RECORDS FOR PROCESSING Block Start

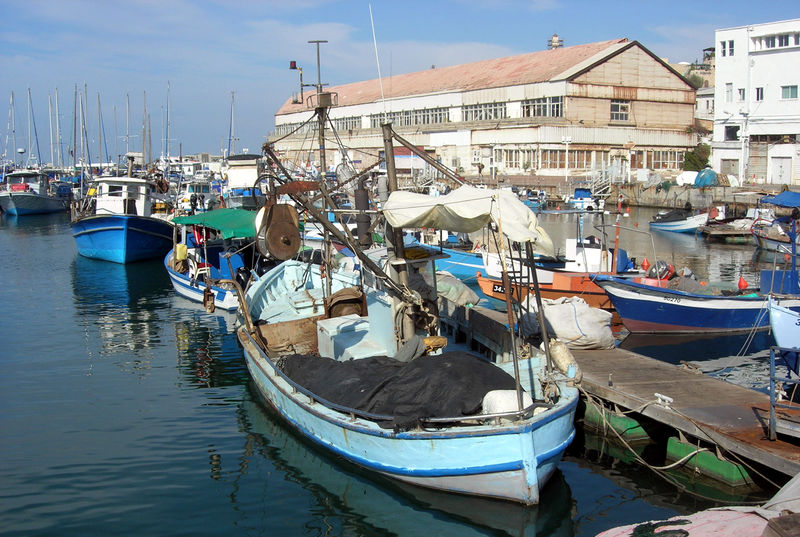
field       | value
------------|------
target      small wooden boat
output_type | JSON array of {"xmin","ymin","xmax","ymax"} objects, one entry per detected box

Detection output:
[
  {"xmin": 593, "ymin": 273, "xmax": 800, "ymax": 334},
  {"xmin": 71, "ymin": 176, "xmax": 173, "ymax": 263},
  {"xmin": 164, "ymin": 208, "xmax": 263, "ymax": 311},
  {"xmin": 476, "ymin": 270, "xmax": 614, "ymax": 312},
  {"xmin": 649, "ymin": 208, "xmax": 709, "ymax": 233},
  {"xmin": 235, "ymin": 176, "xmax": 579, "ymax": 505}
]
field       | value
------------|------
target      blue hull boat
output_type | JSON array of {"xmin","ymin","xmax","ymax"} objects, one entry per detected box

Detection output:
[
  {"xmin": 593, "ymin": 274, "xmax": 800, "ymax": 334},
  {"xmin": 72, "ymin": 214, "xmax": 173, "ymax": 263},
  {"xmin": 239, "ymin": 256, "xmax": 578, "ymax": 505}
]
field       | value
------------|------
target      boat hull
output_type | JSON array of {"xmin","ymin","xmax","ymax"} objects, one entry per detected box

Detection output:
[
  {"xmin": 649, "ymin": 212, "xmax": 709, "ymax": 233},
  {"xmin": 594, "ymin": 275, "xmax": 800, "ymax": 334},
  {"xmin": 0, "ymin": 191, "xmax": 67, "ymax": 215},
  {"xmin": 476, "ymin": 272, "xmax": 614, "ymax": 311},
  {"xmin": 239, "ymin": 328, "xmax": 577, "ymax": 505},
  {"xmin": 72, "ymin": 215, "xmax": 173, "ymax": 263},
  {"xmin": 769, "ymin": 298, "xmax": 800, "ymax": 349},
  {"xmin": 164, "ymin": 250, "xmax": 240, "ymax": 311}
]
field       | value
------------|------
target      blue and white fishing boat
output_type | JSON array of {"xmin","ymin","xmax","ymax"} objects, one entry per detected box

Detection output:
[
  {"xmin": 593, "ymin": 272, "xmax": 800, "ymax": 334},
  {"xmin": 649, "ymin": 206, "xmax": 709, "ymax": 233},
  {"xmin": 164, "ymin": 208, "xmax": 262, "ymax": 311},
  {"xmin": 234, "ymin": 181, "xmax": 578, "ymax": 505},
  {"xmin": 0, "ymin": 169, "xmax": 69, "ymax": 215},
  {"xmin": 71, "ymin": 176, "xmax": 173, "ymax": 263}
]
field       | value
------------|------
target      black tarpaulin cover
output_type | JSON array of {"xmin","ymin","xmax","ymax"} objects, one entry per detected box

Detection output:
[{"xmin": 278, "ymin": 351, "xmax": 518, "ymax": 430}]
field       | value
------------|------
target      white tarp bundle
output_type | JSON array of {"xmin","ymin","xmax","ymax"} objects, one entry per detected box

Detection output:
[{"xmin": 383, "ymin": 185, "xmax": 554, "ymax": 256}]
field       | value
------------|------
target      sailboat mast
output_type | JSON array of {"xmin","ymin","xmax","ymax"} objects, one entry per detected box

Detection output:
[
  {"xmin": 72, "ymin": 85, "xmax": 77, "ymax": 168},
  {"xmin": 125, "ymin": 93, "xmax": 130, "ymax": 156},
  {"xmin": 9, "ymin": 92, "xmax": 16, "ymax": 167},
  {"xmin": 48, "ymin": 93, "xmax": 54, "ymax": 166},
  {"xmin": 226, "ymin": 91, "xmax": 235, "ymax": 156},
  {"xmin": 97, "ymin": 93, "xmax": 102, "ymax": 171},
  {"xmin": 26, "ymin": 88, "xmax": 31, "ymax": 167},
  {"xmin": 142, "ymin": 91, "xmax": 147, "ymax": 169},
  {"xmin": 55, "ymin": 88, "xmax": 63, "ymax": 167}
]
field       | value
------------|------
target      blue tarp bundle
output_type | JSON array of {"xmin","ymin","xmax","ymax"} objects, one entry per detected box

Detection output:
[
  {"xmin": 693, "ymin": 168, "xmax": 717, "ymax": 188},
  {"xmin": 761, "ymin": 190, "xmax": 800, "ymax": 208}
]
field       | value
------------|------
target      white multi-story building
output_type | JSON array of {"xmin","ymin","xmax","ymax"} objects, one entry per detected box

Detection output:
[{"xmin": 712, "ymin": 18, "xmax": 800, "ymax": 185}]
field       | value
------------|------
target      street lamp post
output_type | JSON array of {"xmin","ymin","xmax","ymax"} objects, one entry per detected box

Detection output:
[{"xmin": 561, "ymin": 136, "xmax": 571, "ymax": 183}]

RECORDS FOR PROCESSING Block End

- [PROBLEM REQUIREMENTS] Where the word "hull" occurs in a line of the entries above, count that line, and reply with the total only.

- [TASK ANSWER] 2